▶ [Required task]: Pick out and copy each line in the listing below that contains the string "with". Matching is case-sensitive.

▶ [Data excerpts]:
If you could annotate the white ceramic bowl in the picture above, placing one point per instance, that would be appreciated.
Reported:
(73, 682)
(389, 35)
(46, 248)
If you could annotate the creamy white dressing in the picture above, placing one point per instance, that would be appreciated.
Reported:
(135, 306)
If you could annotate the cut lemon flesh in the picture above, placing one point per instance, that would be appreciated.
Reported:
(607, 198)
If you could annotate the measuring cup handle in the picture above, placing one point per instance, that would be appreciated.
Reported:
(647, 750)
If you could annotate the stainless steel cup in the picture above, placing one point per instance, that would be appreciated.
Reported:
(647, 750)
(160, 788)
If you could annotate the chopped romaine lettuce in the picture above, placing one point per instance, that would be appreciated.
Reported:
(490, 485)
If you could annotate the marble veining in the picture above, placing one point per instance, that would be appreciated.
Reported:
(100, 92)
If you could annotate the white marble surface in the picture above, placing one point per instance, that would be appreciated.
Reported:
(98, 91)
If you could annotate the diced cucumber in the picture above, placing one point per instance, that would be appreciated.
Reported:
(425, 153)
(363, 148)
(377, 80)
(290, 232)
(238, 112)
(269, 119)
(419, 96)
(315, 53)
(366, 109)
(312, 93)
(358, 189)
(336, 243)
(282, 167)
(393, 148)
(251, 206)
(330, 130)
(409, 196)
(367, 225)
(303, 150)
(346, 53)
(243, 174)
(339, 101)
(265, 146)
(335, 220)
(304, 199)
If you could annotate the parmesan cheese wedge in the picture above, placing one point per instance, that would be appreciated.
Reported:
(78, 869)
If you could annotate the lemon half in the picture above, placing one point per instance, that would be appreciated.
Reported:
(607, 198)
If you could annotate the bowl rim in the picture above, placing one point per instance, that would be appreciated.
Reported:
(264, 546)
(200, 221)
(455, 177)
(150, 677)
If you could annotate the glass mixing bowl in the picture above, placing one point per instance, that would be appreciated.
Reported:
...
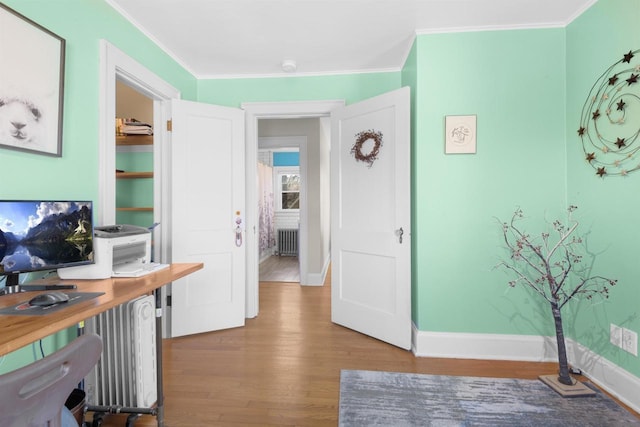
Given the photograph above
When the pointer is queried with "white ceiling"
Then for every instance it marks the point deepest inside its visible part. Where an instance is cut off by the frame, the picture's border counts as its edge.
--
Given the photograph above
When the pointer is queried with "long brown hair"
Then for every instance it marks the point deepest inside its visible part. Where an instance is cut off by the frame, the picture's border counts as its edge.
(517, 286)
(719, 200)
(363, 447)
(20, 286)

▶ [Expected answer]:
When the pointer is queried with "white ceiling"
When the pointer is queried with "long brown hair"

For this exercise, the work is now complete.